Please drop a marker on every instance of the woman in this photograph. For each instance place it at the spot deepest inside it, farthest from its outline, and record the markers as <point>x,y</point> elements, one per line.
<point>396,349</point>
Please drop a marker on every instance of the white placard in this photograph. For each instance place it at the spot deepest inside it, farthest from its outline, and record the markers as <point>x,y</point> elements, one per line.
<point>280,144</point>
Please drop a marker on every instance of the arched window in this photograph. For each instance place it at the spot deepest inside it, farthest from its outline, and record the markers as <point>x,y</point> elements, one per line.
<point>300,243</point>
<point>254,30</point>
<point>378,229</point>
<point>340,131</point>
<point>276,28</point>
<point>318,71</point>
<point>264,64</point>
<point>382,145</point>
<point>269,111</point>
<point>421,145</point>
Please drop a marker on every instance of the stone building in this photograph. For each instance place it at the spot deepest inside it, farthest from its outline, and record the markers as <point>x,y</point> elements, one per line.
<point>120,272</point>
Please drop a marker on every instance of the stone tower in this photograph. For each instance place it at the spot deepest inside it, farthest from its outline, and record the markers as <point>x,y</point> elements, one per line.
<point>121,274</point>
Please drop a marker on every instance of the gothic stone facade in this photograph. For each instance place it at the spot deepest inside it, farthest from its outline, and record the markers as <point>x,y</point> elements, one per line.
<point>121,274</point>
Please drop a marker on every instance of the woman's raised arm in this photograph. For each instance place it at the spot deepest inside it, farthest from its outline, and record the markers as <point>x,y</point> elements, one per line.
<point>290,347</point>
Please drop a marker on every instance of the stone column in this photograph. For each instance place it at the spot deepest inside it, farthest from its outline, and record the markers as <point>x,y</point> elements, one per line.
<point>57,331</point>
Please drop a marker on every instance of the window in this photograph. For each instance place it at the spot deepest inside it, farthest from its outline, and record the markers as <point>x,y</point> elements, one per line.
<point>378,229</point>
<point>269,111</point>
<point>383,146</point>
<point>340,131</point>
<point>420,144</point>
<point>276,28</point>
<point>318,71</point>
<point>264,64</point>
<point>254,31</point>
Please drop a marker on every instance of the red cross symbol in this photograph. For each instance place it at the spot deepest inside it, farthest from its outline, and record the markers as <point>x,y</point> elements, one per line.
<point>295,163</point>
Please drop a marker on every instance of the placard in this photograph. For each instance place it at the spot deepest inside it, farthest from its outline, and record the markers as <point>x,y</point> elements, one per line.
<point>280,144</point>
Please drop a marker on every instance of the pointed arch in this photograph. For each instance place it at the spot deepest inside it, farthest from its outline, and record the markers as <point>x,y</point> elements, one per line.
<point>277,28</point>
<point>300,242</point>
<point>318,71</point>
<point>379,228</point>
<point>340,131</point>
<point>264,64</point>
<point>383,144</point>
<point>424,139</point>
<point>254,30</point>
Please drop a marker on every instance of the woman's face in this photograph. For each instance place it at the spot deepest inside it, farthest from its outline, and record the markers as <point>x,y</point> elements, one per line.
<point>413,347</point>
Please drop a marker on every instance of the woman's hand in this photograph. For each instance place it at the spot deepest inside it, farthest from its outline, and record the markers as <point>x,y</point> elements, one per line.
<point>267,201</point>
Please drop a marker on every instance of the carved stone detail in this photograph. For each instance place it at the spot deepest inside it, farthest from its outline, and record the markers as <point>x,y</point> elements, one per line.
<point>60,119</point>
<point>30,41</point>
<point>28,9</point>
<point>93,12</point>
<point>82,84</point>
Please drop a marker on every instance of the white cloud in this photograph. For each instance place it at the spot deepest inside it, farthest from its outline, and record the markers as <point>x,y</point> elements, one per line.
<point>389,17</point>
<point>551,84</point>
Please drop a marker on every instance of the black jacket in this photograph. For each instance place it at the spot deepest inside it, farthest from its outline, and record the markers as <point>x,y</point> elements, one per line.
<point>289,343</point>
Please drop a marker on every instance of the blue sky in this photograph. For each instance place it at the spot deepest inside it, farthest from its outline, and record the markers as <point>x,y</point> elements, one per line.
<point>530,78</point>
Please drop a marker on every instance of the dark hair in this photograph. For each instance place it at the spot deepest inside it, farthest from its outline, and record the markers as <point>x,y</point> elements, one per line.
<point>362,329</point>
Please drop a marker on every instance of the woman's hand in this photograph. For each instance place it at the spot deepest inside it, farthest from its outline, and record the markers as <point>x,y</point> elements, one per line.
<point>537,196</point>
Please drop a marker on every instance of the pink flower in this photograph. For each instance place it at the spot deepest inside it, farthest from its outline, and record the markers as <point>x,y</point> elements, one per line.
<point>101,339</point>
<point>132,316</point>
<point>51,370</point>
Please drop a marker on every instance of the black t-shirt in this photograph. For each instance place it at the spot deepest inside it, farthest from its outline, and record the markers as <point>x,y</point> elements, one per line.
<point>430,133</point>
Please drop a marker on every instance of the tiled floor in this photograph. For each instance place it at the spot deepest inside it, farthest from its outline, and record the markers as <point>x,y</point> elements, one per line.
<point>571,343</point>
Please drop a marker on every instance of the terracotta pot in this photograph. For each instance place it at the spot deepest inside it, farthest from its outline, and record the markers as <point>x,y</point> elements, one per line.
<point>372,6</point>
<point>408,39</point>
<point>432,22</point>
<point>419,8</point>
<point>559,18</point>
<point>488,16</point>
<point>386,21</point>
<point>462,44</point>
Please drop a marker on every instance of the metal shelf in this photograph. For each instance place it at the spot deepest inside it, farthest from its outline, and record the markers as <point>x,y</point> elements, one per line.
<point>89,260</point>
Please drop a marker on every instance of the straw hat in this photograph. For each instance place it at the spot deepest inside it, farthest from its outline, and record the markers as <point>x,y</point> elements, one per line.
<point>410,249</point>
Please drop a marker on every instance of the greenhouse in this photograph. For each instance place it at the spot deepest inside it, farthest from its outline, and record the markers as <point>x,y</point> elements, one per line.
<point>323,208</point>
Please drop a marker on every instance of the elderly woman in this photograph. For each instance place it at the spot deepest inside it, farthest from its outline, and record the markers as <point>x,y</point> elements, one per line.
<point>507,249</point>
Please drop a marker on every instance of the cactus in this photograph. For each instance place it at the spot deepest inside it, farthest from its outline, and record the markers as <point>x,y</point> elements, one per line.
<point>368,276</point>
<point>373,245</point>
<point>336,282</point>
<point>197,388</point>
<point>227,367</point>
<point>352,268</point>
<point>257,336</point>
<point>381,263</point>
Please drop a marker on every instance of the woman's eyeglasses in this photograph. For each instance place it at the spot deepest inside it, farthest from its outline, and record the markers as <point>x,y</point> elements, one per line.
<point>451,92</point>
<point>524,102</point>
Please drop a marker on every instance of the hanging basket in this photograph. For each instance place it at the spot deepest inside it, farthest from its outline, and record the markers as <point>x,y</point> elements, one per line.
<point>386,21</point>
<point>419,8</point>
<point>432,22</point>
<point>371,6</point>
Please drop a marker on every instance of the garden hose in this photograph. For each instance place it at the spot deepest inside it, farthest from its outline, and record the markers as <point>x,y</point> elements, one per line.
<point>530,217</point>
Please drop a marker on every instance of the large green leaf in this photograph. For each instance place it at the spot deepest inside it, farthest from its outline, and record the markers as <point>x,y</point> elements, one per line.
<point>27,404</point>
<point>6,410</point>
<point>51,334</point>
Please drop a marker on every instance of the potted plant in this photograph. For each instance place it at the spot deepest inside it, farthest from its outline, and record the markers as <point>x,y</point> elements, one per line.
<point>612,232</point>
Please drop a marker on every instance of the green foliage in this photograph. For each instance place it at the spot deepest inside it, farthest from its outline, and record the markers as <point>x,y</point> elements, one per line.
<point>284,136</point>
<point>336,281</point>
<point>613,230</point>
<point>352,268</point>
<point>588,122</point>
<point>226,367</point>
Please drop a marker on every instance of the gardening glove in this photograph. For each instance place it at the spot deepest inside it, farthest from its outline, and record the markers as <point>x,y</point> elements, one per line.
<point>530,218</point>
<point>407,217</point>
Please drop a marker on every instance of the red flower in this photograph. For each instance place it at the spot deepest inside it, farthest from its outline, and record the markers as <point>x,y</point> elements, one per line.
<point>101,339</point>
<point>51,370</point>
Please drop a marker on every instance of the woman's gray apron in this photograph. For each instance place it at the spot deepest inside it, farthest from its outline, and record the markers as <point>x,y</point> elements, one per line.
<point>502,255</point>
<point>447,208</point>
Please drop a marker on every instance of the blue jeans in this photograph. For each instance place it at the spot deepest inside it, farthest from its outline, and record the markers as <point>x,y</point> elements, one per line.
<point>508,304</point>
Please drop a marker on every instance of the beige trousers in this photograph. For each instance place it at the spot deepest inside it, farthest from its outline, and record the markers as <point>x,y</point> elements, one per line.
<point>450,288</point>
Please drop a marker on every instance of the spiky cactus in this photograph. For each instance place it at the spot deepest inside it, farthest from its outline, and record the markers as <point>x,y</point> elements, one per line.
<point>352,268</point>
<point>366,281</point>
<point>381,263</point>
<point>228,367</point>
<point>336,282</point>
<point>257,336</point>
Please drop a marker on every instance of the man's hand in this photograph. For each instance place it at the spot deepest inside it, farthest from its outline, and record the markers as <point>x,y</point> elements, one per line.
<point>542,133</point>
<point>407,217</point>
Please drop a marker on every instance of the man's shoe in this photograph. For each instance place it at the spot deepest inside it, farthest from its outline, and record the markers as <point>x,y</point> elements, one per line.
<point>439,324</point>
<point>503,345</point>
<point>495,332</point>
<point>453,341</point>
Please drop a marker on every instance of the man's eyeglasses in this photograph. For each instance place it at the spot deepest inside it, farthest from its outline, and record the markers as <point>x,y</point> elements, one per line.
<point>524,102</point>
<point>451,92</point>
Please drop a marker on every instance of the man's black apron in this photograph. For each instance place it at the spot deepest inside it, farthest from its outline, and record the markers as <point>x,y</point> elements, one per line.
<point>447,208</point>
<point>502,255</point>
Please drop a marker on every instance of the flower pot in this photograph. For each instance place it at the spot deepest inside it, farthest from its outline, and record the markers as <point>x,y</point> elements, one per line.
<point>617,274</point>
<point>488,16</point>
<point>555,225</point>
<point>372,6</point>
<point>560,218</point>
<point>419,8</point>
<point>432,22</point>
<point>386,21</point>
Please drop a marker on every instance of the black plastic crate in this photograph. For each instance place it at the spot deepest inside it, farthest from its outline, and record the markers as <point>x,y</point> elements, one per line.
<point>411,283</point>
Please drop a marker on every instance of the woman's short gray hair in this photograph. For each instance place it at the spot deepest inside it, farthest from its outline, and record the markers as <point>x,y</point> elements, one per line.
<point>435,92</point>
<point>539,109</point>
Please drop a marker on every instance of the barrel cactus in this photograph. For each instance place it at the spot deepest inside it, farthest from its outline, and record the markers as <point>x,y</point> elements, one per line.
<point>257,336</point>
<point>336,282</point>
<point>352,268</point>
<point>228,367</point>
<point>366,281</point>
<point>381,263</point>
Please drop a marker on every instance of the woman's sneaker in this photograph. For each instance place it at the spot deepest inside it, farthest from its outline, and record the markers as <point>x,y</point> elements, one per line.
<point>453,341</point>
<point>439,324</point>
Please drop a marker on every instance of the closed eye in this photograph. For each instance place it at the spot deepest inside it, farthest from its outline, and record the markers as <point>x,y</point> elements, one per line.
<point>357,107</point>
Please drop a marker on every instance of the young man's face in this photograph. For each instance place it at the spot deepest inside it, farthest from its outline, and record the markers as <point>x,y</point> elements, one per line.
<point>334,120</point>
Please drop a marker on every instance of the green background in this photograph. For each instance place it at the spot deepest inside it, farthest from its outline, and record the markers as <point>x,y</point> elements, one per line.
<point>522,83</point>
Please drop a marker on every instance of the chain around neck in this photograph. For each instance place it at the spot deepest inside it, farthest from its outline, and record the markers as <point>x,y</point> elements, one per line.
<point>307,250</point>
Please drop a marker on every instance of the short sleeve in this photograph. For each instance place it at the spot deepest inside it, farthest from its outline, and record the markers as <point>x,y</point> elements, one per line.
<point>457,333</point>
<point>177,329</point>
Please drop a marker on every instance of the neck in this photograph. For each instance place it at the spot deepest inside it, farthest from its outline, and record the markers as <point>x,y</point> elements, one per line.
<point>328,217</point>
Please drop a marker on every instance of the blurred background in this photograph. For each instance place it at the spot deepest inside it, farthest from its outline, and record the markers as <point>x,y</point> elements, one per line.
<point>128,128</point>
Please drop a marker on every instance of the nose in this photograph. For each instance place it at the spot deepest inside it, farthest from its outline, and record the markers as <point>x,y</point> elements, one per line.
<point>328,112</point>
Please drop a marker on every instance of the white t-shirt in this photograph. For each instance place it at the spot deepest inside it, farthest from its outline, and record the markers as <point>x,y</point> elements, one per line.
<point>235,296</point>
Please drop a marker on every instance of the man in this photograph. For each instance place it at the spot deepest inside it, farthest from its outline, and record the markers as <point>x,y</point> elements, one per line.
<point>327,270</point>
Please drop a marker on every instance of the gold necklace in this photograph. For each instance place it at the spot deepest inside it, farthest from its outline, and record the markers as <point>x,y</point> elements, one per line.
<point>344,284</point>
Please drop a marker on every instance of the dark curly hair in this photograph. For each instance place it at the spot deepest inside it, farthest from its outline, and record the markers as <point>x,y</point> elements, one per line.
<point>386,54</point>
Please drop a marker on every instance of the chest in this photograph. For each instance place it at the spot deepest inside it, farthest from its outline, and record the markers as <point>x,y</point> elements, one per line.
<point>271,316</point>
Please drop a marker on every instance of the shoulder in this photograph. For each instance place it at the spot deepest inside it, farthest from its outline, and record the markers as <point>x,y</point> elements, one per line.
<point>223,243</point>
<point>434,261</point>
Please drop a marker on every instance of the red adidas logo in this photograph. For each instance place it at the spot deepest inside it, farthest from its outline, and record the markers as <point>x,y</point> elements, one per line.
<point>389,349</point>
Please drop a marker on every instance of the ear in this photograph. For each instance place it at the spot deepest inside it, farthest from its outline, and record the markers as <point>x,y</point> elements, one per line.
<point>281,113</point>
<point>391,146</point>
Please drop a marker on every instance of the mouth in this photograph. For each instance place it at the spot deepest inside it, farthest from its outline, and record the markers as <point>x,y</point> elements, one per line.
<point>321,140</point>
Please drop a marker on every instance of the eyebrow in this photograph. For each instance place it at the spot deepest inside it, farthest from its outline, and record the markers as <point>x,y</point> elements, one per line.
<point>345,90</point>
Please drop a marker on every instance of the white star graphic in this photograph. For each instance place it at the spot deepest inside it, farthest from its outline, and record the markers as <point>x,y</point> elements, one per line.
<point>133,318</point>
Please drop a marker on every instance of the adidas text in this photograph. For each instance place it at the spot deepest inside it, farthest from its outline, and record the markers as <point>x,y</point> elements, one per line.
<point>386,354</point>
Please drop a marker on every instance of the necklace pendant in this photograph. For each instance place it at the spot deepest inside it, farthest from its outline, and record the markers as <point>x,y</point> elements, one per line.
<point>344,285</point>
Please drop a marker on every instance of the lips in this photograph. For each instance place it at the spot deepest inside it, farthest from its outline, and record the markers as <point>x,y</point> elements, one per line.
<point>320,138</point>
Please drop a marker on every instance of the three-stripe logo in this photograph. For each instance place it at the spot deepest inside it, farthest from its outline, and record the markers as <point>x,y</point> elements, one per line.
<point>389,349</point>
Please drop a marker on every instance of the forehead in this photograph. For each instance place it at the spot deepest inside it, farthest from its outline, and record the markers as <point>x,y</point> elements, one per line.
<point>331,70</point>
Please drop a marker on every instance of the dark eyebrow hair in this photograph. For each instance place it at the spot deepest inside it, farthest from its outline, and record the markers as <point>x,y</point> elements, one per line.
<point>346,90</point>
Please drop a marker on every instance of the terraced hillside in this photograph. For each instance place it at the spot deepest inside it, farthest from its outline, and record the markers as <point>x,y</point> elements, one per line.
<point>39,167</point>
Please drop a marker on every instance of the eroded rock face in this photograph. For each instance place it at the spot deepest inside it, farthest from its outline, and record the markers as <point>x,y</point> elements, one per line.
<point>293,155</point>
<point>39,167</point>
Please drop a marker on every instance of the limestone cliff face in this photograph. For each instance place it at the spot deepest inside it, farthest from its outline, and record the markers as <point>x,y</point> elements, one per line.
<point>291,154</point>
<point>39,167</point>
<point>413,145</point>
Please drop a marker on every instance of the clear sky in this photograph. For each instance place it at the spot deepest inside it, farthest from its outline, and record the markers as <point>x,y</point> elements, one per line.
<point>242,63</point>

Work request: Give again the lines from the line holding "Please drop a marker on every instance of the clear" through the close of the listing, both included, exactly as written and with nothing else.

Response for this exercise:
Please drop a marker on every instance of the clear sky in this photograph. For each instance place it at the spot deepest inside it, farthest from its outline, and record the markers as <point>x,y</point> elements, one per line.
<point>242,63</point>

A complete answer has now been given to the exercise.